AIM OF THE EXERCISE » Rewrite the piece about Harry Fairweather, starting with "How or why this" and going on through "Book in 1988.", with "baby" changed to "child" throughout.

TEXT FOR ANALYSIS »
------------------------------------------------------------------------

HARRY Fairweather has an electric personality - whenever the two-year-old visits shops near his home in Winsford, Cheshire, he sets off security alarms. His mother Paula, 28, became aware of the phenomenon five months ago when she was leaving the local Asda store with Harry after the weekly shop, and triggered flashing lights and bells.

Store detectives satisfied themselves that no shoplifting was going on and put it down to a faulty alarm - but the alarms continued to go off on every subsequent visit.

How or why this has happened has yet to be explained. What's more, the boy appears to have latent psychic powers. "He once pointed to a woman in Next and said she had a baby in her tummy," said his mother. "I was really embarrassed, but then she pulled me aside and said she had found out the previous day she was expecting a baby."

Human beings are electrical machines and the interactions between ourselves and electricity are very little understood. Michael Shallis, a science tutor in Oxford, made a four-year study of 600 people exhibiting extremes of bioelectricity, and published the results in The Electric Shock Book in 1988.

------------------------------------------------------------------------

THE DATA »
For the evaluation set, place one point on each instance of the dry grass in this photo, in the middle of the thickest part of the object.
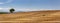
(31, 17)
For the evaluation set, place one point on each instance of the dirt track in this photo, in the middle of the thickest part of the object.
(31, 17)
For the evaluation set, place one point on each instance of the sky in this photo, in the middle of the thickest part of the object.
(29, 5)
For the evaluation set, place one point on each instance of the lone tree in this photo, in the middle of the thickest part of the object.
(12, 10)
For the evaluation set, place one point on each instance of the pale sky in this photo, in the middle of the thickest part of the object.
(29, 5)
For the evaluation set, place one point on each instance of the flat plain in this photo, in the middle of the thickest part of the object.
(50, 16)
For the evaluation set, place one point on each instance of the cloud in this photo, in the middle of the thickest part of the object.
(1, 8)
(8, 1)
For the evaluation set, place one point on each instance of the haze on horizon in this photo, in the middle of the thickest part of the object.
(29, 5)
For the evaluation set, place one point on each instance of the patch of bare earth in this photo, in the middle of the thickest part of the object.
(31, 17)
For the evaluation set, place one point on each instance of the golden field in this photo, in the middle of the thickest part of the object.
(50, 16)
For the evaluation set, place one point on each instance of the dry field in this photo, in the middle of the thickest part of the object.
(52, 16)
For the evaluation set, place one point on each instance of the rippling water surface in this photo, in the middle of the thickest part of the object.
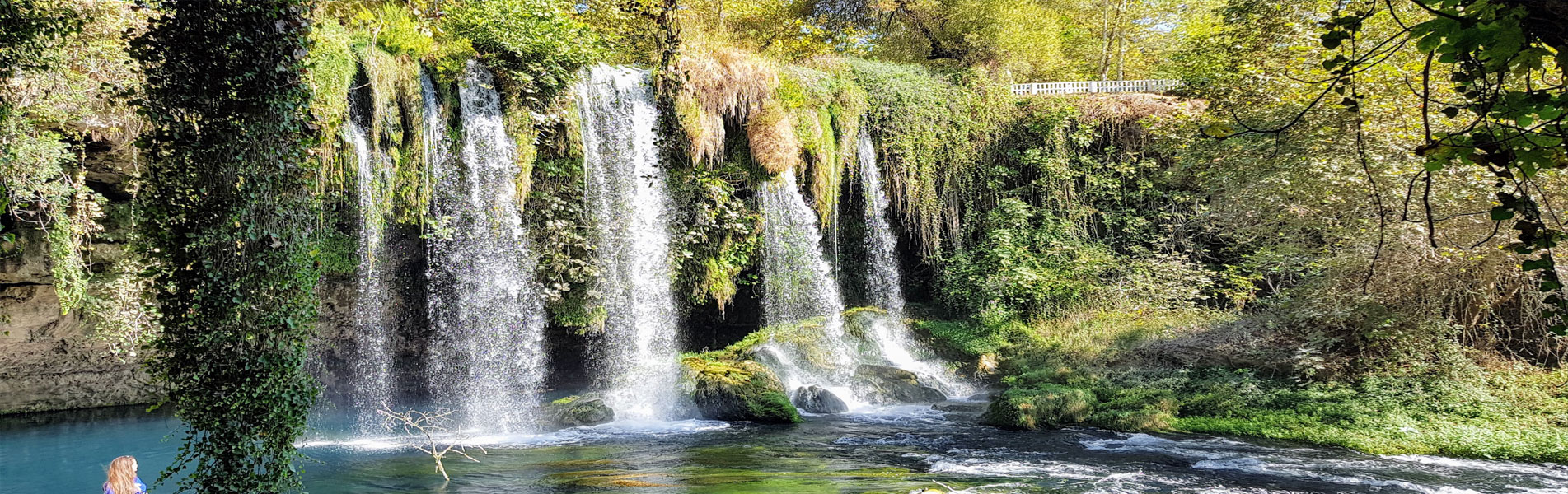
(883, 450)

------------------------------------------------------------------------

REPLY »
How or why this has happened has yet to be explained. What's more, the boy appears to have latent psychic powers. "He once pointed to a woman in Next and said she had a child in her tummy," said his mother. "I was really embarrassed, but then she pulled me aside and said she had found out the previous day she was expecting a child."

Human beings are electrical machines and the interactions between ourselves and electricity are very little understood. Michael Shallis, a science tutor in Oxford, made a four-year study of 600 people exhibiting extremes of bioelectricity, and published the results in The Electric Shock Book in 1988.